BEGIN Data supplied
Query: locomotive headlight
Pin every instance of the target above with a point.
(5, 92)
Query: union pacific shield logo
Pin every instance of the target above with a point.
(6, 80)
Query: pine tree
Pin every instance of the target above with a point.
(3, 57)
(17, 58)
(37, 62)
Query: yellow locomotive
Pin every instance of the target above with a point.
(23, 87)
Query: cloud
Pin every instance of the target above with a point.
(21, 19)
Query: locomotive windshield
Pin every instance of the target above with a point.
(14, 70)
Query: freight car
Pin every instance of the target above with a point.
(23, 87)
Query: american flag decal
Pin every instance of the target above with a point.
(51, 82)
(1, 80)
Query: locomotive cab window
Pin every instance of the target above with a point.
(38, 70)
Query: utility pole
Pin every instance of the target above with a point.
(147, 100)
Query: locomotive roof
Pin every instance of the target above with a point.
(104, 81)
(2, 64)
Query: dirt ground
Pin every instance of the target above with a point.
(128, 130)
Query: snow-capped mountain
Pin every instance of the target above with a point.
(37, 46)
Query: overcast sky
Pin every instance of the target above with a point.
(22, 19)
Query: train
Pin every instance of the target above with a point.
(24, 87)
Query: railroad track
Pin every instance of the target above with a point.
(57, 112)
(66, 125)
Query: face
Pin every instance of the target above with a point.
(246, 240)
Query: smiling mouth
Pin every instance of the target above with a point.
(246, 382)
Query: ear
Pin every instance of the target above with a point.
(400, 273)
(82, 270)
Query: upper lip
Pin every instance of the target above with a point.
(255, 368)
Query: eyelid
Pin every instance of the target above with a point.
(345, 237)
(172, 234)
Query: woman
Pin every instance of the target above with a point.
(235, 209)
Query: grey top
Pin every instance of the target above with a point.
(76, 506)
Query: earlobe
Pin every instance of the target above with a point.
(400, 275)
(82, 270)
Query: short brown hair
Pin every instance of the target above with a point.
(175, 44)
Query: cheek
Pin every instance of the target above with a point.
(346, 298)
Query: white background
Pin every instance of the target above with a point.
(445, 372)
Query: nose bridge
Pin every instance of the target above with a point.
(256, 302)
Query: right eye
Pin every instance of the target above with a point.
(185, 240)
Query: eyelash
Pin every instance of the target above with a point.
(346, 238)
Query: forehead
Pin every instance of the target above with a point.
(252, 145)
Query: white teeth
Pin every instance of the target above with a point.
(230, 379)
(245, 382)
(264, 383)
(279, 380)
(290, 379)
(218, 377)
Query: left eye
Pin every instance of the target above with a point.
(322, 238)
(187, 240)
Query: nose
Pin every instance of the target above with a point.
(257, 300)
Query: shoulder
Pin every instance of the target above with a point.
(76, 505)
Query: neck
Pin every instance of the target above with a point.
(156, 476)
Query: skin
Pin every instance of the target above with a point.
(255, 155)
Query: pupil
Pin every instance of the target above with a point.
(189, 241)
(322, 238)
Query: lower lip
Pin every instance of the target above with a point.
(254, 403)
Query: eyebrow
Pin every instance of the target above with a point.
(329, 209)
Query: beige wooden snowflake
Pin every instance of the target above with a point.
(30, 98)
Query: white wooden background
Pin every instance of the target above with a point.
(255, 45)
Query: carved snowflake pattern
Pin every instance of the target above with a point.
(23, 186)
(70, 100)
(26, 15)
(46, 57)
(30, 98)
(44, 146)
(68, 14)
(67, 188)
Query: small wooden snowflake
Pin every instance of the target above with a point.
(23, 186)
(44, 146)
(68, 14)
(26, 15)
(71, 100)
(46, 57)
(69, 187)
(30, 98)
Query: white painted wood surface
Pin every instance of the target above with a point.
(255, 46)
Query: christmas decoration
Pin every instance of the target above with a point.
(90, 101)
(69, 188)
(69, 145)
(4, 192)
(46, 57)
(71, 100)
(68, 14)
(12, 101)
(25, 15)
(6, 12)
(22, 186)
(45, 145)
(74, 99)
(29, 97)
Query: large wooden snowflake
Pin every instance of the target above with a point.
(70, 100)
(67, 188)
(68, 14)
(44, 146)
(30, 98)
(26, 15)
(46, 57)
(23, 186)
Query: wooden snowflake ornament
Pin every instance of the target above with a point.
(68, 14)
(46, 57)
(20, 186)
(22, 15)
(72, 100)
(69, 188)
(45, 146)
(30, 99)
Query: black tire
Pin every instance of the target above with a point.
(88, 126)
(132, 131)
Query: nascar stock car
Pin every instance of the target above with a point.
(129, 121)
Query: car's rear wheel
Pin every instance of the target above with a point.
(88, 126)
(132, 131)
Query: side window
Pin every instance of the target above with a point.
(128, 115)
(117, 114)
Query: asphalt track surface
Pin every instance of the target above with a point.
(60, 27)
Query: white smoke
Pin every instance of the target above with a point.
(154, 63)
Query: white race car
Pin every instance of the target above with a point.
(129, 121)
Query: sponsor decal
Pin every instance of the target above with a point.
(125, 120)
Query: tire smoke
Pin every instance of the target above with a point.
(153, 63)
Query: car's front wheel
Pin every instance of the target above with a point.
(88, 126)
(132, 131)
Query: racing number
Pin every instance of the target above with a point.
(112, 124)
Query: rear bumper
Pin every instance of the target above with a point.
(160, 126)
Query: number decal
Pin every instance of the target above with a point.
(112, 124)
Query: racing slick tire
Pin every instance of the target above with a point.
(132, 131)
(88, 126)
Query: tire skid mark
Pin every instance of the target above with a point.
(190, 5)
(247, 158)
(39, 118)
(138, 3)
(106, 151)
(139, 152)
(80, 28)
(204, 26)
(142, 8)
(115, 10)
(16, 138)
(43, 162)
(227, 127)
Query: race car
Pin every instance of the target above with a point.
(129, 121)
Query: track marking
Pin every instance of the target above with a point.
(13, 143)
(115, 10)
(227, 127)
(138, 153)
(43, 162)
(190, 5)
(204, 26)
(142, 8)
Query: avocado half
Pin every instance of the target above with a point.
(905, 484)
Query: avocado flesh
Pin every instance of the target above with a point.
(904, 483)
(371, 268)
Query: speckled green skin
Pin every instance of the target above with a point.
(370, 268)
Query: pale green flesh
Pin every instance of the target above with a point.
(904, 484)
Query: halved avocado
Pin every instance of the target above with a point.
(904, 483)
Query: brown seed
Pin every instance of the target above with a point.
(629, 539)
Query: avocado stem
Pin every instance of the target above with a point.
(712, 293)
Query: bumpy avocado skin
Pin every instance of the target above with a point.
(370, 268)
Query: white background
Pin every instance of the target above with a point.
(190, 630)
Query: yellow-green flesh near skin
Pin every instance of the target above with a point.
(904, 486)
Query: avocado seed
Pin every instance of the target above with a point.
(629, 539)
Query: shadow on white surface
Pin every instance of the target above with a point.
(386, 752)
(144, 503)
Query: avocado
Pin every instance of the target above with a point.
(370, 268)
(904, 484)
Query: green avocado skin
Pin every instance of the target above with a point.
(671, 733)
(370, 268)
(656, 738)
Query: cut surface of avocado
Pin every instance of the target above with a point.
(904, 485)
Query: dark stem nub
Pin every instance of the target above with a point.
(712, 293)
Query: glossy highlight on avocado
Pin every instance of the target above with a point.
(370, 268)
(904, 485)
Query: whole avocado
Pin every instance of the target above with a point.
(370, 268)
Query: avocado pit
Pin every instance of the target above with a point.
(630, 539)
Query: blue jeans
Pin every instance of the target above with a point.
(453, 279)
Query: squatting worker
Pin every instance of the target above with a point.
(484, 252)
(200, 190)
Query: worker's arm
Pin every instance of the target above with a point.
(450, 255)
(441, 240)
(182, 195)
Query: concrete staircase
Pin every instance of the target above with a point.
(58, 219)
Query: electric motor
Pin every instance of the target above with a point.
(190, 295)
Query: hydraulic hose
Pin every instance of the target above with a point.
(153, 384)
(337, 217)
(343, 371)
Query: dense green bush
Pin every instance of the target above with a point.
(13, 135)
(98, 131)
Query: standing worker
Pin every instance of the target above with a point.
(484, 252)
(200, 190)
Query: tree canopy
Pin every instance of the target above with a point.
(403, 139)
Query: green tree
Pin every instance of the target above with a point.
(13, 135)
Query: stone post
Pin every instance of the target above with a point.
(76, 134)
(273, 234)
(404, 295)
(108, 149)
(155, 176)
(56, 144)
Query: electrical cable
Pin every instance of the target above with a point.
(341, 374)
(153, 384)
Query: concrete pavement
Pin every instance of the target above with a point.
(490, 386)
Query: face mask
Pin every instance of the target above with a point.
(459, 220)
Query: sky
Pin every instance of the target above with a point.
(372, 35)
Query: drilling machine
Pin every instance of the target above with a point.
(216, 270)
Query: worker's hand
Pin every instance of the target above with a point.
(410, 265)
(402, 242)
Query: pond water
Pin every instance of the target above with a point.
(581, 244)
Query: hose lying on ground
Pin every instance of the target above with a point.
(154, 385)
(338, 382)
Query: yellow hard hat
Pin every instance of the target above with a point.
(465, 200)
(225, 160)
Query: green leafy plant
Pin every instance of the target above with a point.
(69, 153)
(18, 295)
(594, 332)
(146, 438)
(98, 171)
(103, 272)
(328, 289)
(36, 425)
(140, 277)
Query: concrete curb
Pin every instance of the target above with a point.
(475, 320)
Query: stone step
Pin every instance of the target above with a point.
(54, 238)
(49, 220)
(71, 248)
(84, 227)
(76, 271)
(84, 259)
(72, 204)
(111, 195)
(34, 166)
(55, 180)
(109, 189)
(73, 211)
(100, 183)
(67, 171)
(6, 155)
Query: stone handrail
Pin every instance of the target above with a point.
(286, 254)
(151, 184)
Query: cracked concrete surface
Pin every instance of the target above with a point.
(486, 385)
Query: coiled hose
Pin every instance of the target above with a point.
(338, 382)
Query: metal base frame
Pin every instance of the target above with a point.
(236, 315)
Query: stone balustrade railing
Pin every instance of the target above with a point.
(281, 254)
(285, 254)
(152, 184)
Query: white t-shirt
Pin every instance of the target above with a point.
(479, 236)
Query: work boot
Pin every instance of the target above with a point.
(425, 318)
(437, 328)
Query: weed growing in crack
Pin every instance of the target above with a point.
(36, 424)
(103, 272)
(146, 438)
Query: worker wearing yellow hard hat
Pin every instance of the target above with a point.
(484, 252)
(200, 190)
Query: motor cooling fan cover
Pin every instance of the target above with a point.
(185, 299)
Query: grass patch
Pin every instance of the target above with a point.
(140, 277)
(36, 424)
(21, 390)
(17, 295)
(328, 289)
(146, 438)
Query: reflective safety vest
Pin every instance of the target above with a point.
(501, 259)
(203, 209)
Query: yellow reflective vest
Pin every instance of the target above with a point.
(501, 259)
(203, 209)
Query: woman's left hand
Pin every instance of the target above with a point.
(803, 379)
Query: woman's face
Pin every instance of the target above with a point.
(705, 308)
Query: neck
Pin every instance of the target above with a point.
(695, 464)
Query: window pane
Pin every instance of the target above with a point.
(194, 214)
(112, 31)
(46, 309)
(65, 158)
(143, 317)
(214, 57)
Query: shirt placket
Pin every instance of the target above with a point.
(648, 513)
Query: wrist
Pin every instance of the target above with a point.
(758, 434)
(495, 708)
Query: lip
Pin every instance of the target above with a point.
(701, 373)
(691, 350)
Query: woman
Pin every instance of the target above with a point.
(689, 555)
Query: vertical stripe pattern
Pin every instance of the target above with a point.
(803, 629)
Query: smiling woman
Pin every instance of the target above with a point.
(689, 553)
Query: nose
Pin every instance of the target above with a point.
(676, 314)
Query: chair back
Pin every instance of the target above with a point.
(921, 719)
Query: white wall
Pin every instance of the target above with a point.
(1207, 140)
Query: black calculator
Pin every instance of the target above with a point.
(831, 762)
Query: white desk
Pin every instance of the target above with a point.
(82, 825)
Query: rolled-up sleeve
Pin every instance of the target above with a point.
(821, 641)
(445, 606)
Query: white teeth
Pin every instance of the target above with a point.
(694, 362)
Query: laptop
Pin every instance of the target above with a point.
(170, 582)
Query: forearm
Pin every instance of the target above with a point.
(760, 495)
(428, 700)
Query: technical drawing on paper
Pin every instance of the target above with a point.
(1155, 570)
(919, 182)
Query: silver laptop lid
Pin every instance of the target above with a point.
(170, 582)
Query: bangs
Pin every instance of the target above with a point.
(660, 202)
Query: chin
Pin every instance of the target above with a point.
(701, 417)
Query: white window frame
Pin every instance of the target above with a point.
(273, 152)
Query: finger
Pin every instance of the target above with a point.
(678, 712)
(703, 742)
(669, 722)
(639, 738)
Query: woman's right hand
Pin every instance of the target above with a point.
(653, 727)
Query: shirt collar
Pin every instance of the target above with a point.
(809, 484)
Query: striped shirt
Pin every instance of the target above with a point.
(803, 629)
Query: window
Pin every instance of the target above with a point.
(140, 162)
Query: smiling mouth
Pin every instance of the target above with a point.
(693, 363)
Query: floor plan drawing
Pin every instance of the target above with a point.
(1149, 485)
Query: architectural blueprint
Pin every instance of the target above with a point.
END Data supplied
How to complete this task. Each line above that contains the string "tire" should be copied.

Solution for this exercise.
Query: black tire
Query: tire smoke
Query: racing slick tire
Query: tire skid mark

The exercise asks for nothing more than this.